EXERCISE DIRECTIONS:
Can you retype all of the records below word for word, leaving the pictures out of your answer?

RECORDS FOR PROCESSING:
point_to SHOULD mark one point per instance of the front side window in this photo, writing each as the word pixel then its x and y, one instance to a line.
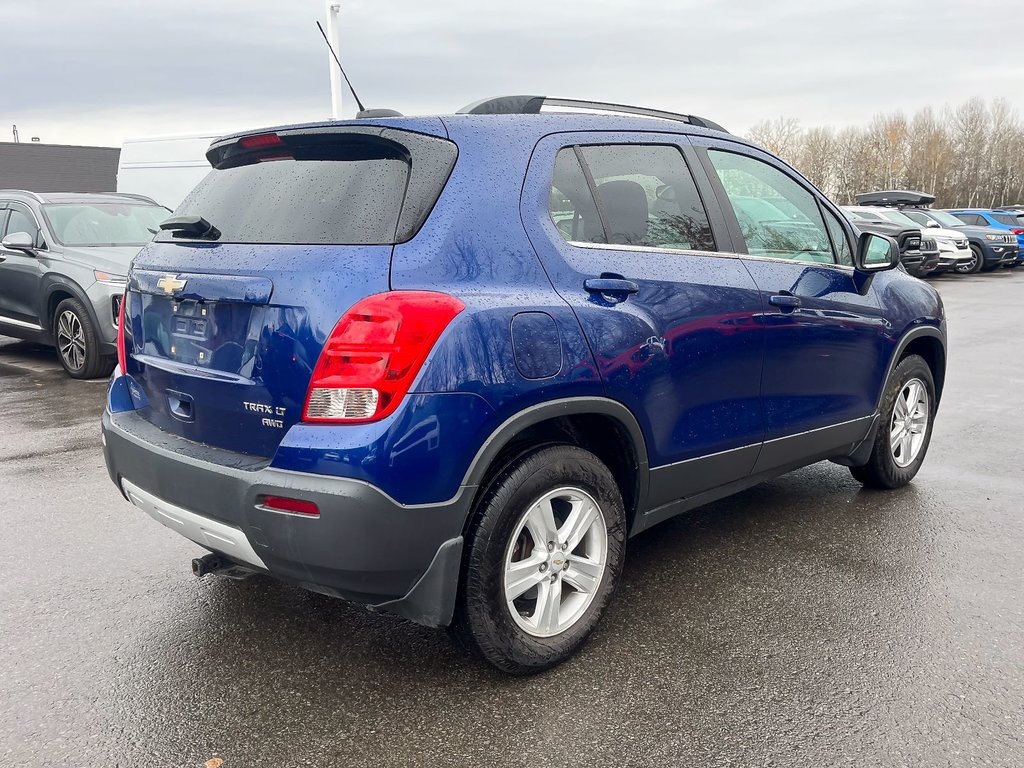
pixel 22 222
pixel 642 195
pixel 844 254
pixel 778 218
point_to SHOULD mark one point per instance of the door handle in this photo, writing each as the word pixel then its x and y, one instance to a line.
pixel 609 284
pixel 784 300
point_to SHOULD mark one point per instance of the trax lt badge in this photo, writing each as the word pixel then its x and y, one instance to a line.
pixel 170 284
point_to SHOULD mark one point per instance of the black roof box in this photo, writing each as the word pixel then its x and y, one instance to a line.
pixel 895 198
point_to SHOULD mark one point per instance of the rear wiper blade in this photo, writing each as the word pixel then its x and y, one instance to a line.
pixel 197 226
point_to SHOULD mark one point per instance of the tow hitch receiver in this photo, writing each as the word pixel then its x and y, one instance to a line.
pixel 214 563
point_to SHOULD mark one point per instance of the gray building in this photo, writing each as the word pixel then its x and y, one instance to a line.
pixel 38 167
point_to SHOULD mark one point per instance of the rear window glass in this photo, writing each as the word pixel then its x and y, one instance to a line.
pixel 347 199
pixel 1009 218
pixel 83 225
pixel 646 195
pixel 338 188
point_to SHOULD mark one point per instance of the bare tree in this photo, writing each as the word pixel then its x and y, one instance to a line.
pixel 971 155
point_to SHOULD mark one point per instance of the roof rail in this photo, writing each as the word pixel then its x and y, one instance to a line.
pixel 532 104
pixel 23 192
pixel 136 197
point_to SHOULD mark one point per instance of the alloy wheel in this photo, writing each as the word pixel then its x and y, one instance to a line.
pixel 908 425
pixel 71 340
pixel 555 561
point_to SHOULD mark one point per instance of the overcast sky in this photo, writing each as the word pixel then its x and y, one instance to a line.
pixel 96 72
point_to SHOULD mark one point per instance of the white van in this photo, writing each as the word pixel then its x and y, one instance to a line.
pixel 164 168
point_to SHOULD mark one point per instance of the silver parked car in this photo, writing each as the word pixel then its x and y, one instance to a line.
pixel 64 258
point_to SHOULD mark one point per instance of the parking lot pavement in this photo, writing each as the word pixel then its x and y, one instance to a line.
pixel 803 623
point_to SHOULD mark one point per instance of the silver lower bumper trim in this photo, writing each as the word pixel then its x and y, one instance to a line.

TASK RESPONSE:
point_to SHOULD mark one point per instance of the front side window in this photo, writing each as the word pixel then its x and y, one instance to a line.
pixel 22 222
pixel 642 195
pixel 844 254
pixel 778 218
point_to SHOULD mark one point per instance of the door handle in this photo, writing each as the word pixel then its x and y, one instance to a line.
pixel 609 284
pixel 784 300
point_to SHOULD mark one point per instance of the trax lt badge in this photo, writing each as the word pixel then its x and y, one instance to a line.
pixel 170 284
point_to SHOULD mark one point per instance of the black roof box in this photo, writing each as the word pixel then its x and y, one instance to a line.
pixel 895 198
point_to SHOULD mark one point per instance of the rear wiper blade in this photo, writing each as the word pixel then its x and y, one instance to a line.
pixel 197 226
point_to SHOULD mark one point per instance of the tow hitch receiver in this photo, writing each as the word pixel then its x and y, one instance to a line.
pixel 214 563
point_to SHOULD mark one point per instance of the gray building in this photo, writing each as the word pixel then its x and y, one instance to a line.
pixel 38 167
point_to SHOULD mark one point per instance of the rear window glass in this photo, writing each as the word pixel then its x and y, one instance to a line.
pixel 347 199
pixel 1009 218
pixel 83 225
pixel 646 195
pixel 338 188
point_to SHOULD mark one point per instance of the bare tree in this photo, writing each as the word pixel then its x and y, one instance to a line.
pixel 971 155
point_to SHOULD mark one point per instance of the roof rail in this photo, writing each as the word pixel then its x and y, one instance to a line.
pixel 532 104
pixel 23 192
pixel 136 197
point_to SHOULD mark one point per instance of the alloy wheel in this photo, writing each as the word pixel then its x and y, one instance to a line.
pixel 908 425
pixel 71 340
pixel 555 561
point_to SHOULD mark one point per instance of the overcast sky in this photo, writing each as the word pixel then its x and y, one instance to a line.
pixel 96 72
point_to SHOULD mark one point per instance of the white van in this photo, writing each as the word pixel then its x and y, one instance to a line.
pixel 164 168
point_to SHOULD mark one point per instance of the silver parked car in this photo, writing each as the word pixel then its x and y, one instance to a line.
pixel 64 258
point_to SHOULD mark one point per instance of the parking lot pavement in this photo, writing each as the word pixel then its x and y, one instance to a line.
pixel 803 623
point_to SHOULD mark one point per instance of the silver lower bumper trim in this photo, writing each as the word pixel then its x and y, one instance to a line.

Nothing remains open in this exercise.